> **WHAT IS ASKED**
Copy out every line in the records that contains the word "hand".

— begin GIVEN DATA —

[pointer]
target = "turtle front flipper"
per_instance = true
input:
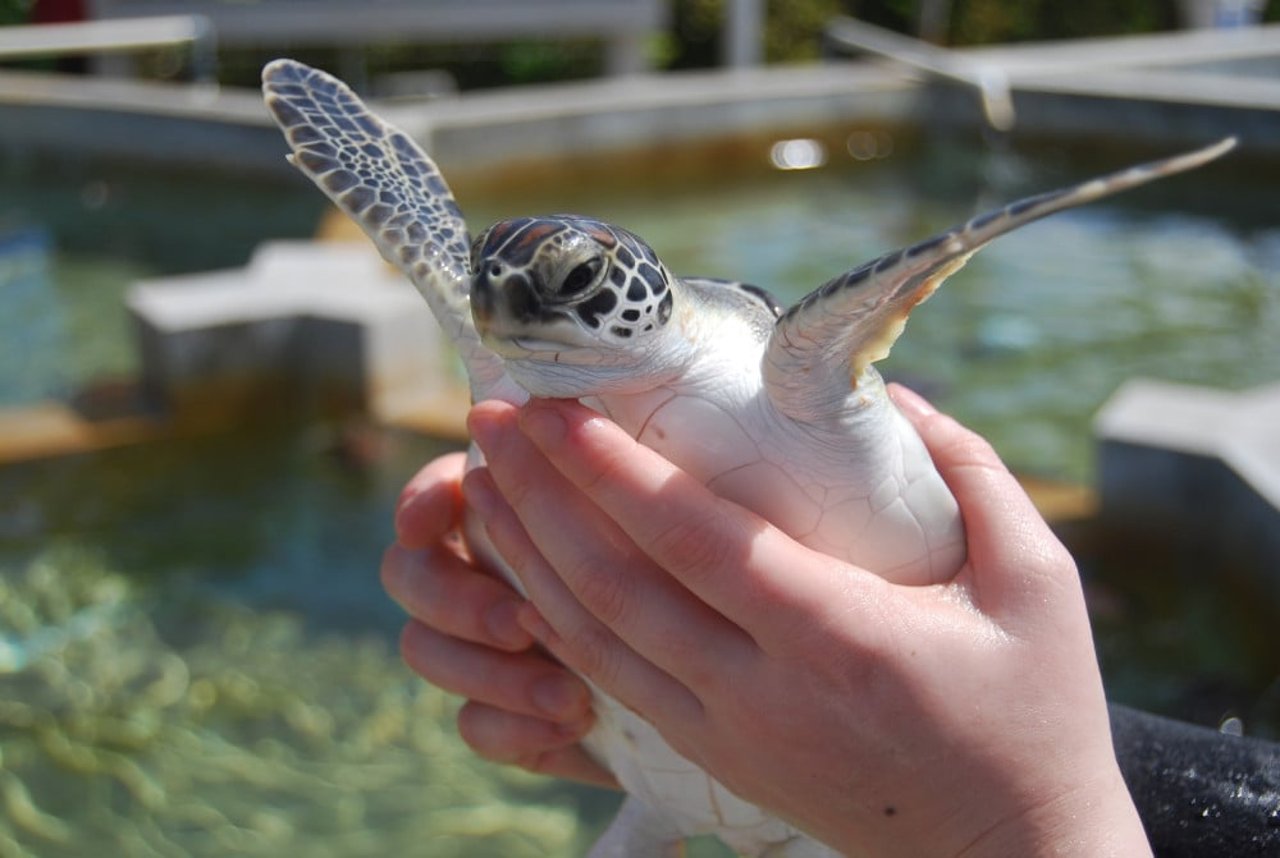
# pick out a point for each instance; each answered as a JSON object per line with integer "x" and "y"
{"x": 822, "y": 346}
{"x": 384, "y": 182}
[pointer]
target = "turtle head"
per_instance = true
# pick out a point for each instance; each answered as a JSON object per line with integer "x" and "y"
{"x": 574, "y": 306}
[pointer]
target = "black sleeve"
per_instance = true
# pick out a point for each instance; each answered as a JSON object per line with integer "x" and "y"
{"x": 1200, "y": 793}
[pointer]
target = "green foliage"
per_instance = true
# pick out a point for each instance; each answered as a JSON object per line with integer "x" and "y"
{"x": 978, "y": 22}
{"x": 14, "y": 12}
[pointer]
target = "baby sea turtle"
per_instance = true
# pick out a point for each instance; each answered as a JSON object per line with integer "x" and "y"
{"x": 778, "y": 410}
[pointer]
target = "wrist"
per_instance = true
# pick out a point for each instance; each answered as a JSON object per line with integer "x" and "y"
{"x": 1089, "y": 821}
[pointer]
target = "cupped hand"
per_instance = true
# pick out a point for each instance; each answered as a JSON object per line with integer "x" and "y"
{"x": 965, "y": 717}
{"x": 524, "y": 707}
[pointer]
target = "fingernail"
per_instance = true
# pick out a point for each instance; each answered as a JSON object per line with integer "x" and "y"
{"x": 560, "y": 697}
{"x": 543, "y": 424}
{"x": 502, "y": 623}
{"x": 910, "y": 402}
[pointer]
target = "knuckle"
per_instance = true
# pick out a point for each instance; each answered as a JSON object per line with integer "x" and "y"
{"x": 607, "y": 594}
{"x": 593, "y": 651}
{"x": 689, "y": 546}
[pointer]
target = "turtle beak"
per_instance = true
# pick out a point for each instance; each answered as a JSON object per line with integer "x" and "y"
{"x": 503, "y": 305}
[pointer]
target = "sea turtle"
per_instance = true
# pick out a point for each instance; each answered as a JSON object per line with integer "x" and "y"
{"x": 780, "y": 410}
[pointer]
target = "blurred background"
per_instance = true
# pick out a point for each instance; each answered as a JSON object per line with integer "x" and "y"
{"x": 211, "y": 391}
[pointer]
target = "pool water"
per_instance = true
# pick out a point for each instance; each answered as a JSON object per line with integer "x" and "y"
{"x": 195, "y": 652}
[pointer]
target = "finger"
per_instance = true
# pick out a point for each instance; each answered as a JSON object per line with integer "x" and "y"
{"x": 439, "y": 589}
{"x": 735, "y": 561}
{"x": 1005, "y": 533}
{"x": 602, "y": 570}
{"x": 521, "y": 683}
{"x": 574, "y": 634}
{"x": 530, "y": 743}
{"x": 430, "y": 505}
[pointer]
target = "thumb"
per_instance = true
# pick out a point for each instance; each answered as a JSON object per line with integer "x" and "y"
{"x": 1009, "y": 543}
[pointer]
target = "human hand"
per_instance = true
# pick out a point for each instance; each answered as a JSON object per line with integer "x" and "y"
{"x": 524, "y": 707}
{"x": 956, "y": 719}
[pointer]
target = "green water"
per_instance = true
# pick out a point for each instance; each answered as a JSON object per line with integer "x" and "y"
{"x": 195, "y": 653}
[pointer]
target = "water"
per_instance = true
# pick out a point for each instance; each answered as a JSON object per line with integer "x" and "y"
{"x": 195, "y": 653}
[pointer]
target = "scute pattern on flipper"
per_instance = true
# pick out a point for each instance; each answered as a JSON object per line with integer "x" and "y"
{"x": 375, "y": 173}
{"x": 822, "y": 345}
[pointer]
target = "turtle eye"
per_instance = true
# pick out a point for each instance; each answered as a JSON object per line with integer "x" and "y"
{"x": 581, "y": 277}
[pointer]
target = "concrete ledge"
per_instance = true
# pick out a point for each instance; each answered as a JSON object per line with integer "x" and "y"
{"x": 1194, "y": 471}
{"x": 306, "y": 327}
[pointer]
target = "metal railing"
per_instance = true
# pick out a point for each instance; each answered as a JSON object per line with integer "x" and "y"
{"x": 990, "y": 81}
{"x": 118, "y": 36}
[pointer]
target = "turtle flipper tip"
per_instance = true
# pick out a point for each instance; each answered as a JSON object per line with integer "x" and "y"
{"x": 282, "y": 71}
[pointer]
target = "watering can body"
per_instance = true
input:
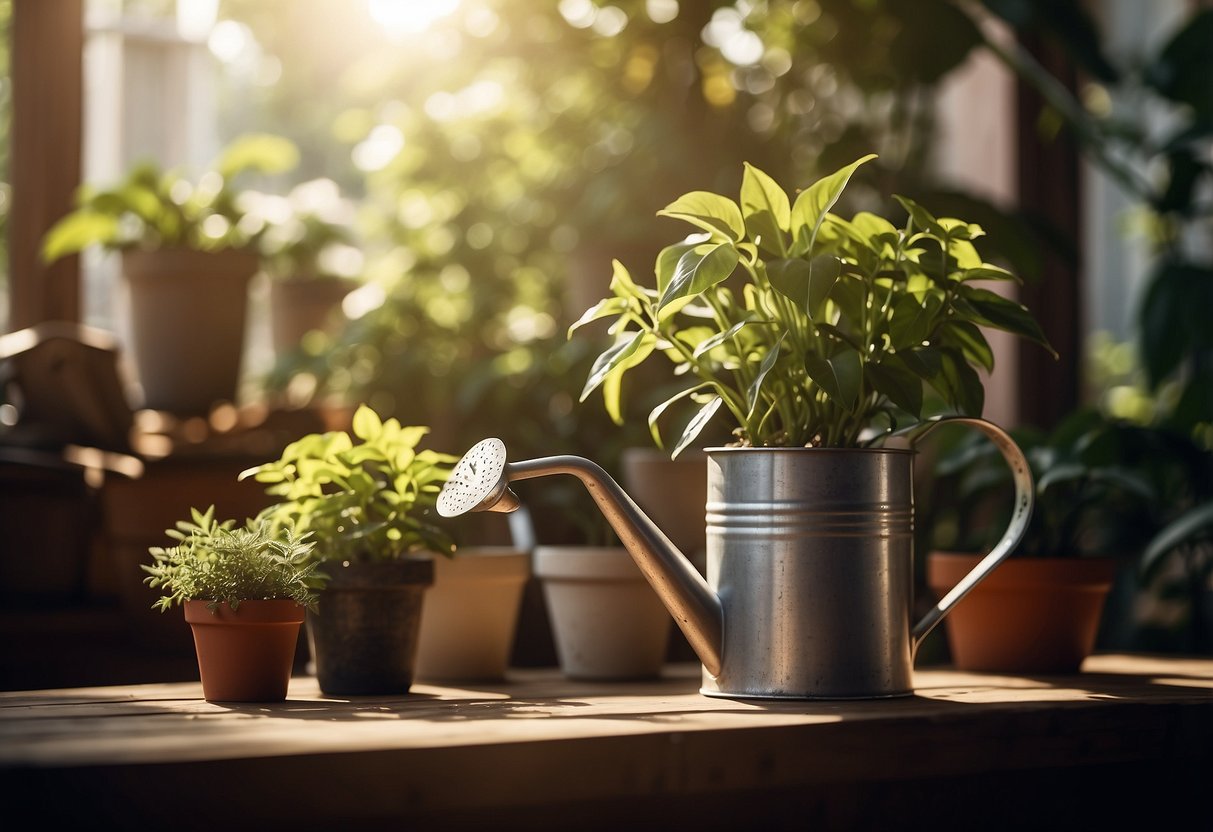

— end GIVEN DATA —

> **EXERCISE RESULT**
target = "cupped hand"
target = "human hand"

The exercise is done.